**Exercise requirements**
Please return each record exactly, leaving nothing out.

(Referring expression pointing data)

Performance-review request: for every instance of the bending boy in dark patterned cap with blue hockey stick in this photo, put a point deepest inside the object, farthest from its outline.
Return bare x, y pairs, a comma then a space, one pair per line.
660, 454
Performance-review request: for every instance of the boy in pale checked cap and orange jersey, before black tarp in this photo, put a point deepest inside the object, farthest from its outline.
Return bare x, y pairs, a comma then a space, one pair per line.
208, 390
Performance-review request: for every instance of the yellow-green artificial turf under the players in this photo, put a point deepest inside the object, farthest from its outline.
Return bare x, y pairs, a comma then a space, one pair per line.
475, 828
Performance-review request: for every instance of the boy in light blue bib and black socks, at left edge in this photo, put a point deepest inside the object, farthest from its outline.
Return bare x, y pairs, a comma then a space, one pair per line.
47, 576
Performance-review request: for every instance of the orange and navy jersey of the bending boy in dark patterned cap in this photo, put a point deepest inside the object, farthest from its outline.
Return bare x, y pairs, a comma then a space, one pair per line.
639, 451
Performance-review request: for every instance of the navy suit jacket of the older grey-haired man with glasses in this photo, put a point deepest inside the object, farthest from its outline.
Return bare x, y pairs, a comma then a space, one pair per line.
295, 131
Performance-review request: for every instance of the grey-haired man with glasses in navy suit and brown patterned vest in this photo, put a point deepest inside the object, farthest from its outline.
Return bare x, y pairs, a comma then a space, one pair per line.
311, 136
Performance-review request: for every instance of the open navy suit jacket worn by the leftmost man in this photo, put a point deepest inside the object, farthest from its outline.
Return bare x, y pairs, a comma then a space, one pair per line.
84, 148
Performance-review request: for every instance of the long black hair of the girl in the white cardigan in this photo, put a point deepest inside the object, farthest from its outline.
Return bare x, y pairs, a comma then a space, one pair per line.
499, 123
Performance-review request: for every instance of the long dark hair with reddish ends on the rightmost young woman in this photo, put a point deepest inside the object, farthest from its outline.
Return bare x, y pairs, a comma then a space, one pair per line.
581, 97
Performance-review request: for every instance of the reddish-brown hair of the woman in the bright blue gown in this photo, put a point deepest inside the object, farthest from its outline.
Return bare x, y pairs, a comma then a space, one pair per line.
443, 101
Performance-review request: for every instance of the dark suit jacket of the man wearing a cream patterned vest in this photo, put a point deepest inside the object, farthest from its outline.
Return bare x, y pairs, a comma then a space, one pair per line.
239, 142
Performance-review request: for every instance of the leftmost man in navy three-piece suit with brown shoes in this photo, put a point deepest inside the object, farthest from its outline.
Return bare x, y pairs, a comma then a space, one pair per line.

**Result**
Performance-review request: for every instance of the bending boy in dark patterned cap with blue hockey stick in this photo, put a point deepest inside the object, farthest from its outline.
Return bare x, y pairs, a comma then a space, one pair per line.
660, 454
Performance-review request: for every instance of the boy in pale checked cap and orange jersey, before black tarp in this photo, put a point deepest inside the object, farthest from its outline.
Return bare x, y pairs, a comma then a space, one pair per line.
208, 390
Performance-review request: for every instance of the yellow-green artificial turf under the players in this photo, put a point deepest inside the object, farthest from its outline.
Return bare x, y pairs, a comma then a space, one pair per line.
475, 828
Performance-review request: for every instance of the boy in light blue bib and black socks, at left edge in this photo, put a point deepest inside the object, farthest from its outline.
Return bare x, y pairs, a comma then a space, one pair per line.
47, 576
Performance-review request: for every instance of the orange and navy jersey of the bending boy in dark patterned cap in this photo, put a point deepest inside the object, farthest from its outline.
Return bare x, y pairs, a comma then a space, one pair per line.
639, 451
Performance-review request: for every instance of the navy suit jacket of the older grey-haired man with glasses in this photo, put a point deepest inside the object, farthest from its outline.
Return bare x, y pairs, a comma then a space, one pair per line.
295, 131
Performance-review request: for every instance of the grey-haired man with glasses in navy suit and brown patterned vest in this photo, put a point deepest inside the object, farthest from its outline.
Return bare x, y pairs, a comma then a space, one pair per line.
311, 136
Performance-review request: for every instance of the open navy suit jacket worn by the leftmost man in this photo, put a point deepest inside the object, farthest from its outline.
Return bare x, y pairs, a comma then a space, one pair per line.
84, 148
Performance-review request: for every instance of the long black hair of the girl in the white cardigan in this photo, put a point deepest inside the object, farthest from its outline.
Return bare x, y pairs, a comma then a space, one pair per line.
499, 123
Performance-review request: for every instance of the long dark hair with reddish ends on the rightmost young woman in this photo, put a point deepest inside the object, farthest from its outline.
Return bare x, y pairs, a comma then a space, one pair per line.
581, 97
Performance-review request: for every instance of the reddish-brown hair of the woman in the bright blue gown in this photo, put a point deepest inside the object, farthest from its outline.
Return bare x, y pairs, a comma then a space, one pair per line.
443, 101
Performance-review request: for every instance of the dark suit jacket of the man wearing a cream patterned vest in this photo, put a point deepest inside the object, farthest from its outline.
Return bare x, y pairs, a comma then a space, one pair per line.
239, 142
Performance-review request: for every instance of the leftmost man in navy three-piece suit with brown shoes in this photo, put a point deepest inside the object, farthest from its outline.
Return bare x, y pairs, a comma then a space, one pair per line.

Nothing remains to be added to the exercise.